Stored items
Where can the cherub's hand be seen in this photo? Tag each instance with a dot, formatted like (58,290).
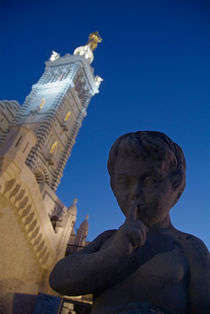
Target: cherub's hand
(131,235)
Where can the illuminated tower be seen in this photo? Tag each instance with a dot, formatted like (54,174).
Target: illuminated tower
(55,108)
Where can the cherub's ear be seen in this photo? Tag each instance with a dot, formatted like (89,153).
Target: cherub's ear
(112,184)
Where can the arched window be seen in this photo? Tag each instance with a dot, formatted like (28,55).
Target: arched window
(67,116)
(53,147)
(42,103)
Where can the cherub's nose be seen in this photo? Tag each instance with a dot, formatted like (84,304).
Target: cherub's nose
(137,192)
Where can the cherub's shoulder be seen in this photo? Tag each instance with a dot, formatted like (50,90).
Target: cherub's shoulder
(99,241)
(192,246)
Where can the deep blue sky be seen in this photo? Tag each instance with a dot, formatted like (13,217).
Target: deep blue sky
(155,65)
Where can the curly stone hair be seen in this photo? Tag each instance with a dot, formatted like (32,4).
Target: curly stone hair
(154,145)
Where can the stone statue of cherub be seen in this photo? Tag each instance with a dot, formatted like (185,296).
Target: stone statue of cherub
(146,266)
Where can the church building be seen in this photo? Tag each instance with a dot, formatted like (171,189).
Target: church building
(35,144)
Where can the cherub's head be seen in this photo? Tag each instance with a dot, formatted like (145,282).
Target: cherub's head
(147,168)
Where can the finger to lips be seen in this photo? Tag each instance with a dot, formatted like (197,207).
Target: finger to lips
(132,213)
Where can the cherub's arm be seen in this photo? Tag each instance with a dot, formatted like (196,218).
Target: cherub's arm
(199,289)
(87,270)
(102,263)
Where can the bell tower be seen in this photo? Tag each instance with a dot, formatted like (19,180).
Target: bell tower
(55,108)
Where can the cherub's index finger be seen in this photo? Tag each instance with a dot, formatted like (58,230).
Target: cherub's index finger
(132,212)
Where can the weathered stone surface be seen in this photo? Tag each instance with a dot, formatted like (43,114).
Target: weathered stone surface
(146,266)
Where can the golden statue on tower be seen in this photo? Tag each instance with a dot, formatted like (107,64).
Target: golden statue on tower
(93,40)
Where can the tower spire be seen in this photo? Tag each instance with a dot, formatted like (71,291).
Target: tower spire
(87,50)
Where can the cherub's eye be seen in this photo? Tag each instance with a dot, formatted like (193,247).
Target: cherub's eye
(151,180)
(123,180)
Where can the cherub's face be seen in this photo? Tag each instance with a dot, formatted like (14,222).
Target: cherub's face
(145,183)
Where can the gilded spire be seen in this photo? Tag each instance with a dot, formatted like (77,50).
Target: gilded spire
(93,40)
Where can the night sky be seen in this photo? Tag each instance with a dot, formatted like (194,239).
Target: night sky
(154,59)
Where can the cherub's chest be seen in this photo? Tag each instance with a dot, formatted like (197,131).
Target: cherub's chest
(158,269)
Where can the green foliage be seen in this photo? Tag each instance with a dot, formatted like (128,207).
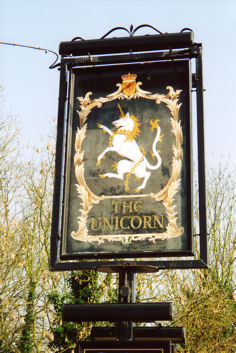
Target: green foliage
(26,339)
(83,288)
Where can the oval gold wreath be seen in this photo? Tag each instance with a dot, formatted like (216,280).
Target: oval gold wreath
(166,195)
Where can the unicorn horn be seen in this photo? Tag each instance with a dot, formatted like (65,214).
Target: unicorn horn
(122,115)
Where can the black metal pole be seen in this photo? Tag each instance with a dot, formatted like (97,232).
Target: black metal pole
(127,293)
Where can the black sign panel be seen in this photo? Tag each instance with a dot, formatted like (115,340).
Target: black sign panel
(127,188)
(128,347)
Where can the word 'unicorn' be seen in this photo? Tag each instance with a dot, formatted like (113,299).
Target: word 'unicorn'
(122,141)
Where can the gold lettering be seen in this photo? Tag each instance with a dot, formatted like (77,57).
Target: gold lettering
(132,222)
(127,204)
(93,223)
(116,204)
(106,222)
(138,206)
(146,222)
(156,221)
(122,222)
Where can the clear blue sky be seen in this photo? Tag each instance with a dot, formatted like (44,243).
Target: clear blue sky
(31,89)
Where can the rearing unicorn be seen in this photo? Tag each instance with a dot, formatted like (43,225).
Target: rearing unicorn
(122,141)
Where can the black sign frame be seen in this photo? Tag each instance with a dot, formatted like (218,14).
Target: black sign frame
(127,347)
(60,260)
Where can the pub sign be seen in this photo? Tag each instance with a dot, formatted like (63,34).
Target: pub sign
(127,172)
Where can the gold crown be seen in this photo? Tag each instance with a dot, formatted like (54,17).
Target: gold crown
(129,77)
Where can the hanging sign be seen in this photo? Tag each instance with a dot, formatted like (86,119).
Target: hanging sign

HOW TO COMPLETE THIS TASK: Copy every line in the entries above that has the string "hanging" in it.

ANSWER SECTION:
Where can the hanging sign be seen in this photo? Tag each instance with a dot, formatted like (86,119).
Target: hanging sign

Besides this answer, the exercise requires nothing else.